# PASSAGE TO READ:
* * *
# Evironmentally friendly diorama making?



## DioramaBanana (Aug 3, 2021)

Hi all! I'm new to this sub (and new to diorama making!) and I'd like to embark on a project where I illustrate some of the issues humans are causing to our environment by way of diorama.
As a novice, I planned to use model railway scenery to help build the diorama (as I have a little bit of experience in that), but I've quickly found that some of the materials used may not be the most environmentally friendly (which wouldn't be the best thing for a model all about the environment!). Particularly using scatter grass which is essentially micoplastics.
So my questions are:

Has anyone found way around using microplastics or any other environmentally harmful materials? I wondered whether wool roving might work if cut up finely.
Apart from scatter grass and that polystyrene stuff used for carving out hills, is there any other particularly environmentally unfriendly aspects of model making I should be aware of?
I know that making a diorama is unlikely to be carbon neutral or anything, but I'd just like to do what I can within reason to minimise.


----------



## Milton Fox Racing (May 27, 2014)

Before plastics - everyone used detrius they found in their yards. Nothing like nature to provide carbon neutral supplies. Of course you probably already know the products used to preserve them was extremely flammable and many a layout and/or dio caught fire easily, along with the rest of the room and sometimes the entire house....


----------
* * *
# DATASET ENTRIES:
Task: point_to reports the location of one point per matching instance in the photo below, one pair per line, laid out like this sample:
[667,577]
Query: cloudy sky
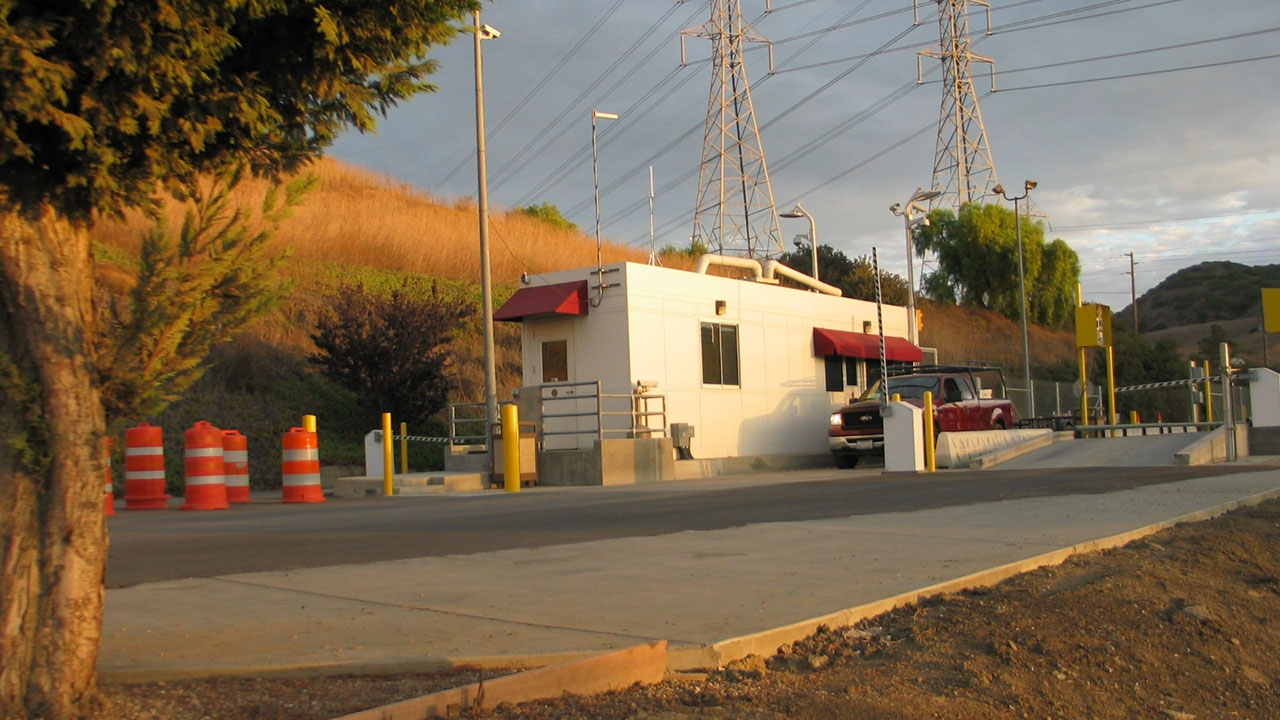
[1151,126]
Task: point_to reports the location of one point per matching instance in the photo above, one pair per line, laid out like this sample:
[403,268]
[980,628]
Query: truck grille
[859,419]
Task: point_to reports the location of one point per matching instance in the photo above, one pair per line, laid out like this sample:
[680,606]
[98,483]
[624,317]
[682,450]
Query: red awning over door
[561,299]
[863,345]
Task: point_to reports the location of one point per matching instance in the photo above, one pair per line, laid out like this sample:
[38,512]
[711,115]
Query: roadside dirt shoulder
[1183,624]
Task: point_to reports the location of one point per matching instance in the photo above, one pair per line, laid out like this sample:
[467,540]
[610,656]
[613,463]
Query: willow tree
[977,263]
[103,104]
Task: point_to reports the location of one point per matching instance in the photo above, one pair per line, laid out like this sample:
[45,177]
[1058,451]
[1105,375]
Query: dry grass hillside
[359,227]
[964,333]
[359,218]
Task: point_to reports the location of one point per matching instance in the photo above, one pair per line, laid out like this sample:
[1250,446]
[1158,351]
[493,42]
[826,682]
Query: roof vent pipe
[746,263]
[775,268]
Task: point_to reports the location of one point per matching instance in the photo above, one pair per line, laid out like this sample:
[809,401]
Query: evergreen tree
[103,103]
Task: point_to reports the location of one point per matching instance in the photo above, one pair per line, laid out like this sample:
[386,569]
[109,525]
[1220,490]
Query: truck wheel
[845,461]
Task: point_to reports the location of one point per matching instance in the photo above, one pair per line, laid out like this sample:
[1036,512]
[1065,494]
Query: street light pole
[813,233]
[1022,287]
[595,174]
[910,218]
[490,376]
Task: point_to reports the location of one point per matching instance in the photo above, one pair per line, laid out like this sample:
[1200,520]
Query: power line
[1147,73]
[503,174]
[1129,224]
[568,54]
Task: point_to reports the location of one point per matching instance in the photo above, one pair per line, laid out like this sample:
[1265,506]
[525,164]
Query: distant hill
[1208,292]
[1187,304]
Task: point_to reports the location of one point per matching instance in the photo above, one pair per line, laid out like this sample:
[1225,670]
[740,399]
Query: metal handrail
[638,417]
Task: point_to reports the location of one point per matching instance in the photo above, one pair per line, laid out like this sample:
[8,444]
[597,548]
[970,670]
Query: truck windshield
[906,387]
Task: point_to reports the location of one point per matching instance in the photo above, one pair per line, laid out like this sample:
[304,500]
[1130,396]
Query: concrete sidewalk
[535,606]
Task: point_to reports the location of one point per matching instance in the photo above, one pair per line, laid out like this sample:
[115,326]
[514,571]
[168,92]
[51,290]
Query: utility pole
[735,213]
[963,168]
[490,379]
[1133,291]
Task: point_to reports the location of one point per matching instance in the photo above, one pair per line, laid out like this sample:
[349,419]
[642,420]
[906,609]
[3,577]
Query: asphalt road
[147,546]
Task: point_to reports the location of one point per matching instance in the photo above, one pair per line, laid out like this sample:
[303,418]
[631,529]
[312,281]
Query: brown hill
[361,227]
[1188,302]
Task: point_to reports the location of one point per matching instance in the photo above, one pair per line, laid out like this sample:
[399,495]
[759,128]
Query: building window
[841,372]
[720,354]
[554,361]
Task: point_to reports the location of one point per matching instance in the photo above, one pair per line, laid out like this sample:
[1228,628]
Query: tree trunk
[53,534]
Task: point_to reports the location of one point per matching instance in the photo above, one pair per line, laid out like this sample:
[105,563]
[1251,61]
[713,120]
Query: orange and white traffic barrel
[144,468]
[110,486]
[236,465]
[301,466]
[206,487]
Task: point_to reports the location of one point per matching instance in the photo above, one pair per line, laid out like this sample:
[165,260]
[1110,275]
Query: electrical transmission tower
[735,212]
[963,168]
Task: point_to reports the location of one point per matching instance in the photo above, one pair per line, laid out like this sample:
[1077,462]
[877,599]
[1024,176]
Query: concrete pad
[410,483]
[526,607]
[616,670]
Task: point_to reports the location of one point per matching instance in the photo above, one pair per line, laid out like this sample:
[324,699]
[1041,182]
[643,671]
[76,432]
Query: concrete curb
[717,655]
[1005,455]
[387,666]
[645,664]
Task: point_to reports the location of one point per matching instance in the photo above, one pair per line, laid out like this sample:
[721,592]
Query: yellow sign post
[1093,329]
[1271,309]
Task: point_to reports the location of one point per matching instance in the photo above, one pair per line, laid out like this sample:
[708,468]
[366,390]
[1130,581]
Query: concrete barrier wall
[1212,447]
[955,450]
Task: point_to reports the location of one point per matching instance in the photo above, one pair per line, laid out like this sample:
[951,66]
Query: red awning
[561,299]
[863,345]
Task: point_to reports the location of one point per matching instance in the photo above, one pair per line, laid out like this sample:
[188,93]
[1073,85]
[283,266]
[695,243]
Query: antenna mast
[735,213]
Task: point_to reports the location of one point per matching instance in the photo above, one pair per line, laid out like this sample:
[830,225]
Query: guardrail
[1155,428]
[562,411]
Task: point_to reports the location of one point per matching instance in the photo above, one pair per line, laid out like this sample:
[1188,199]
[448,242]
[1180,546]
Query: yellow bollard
[511,447]
[1208,393]
[388,456]
[931,452]
[1111,388]
[403,449]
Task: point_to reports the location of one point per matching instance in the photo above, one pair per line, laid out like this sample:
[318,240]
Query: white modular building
[754,368]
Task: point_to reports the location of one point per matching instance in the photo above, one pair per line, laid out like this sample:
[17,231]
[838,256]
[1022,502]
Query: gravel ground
[1183,625]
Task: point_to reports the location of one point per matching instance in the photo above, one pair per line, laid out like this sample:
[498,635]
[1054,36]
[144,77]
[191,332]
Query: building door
[554,360]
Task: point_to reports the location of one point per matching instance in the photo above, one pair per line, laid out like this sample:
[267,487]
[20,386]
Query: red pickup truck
[959,404]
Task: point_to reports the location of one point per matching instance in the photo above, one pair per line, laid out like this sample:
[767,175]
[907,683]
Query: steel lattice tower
[735,213]
[963,168]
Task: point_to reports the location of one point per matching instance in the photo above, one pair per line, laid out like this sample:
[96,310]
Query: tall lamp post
[914,214]
[490,376]
[595,173]
[813,233]
[1022,286]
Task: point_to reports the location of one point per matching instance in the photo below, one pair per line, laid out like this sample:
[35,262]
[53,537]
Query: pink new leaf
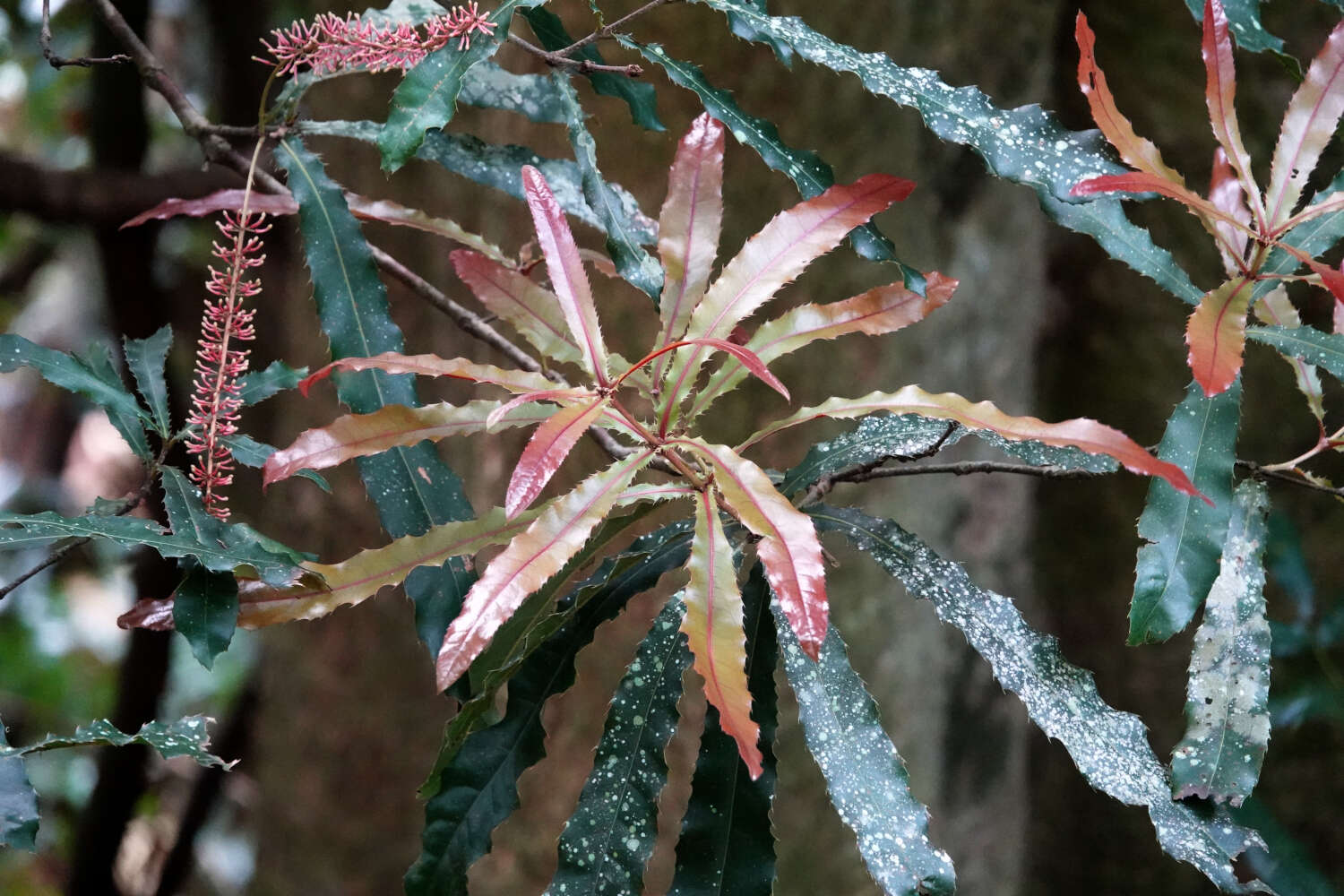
[1081,433]
[789,548]
[1220,94]
[1217,335]
[392,426]
[1133,150]
[712,627]
[435,366]
[566,269]
[530,559]
[546,450]
[1312,116]
[688,228]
* * *
# EXERCISE TASK 1:
In the diorama thread, what material does the first poster suggest might work if it were cut up finely?
# EXERCISE TASK 2:
Please select every line of the entries that contains the word "pole", and copy each one.

# CORRECT ANSWER 1:
Wool roving.

# CORRECT ANSWER 2:
Query: street light pole
Query: utility pole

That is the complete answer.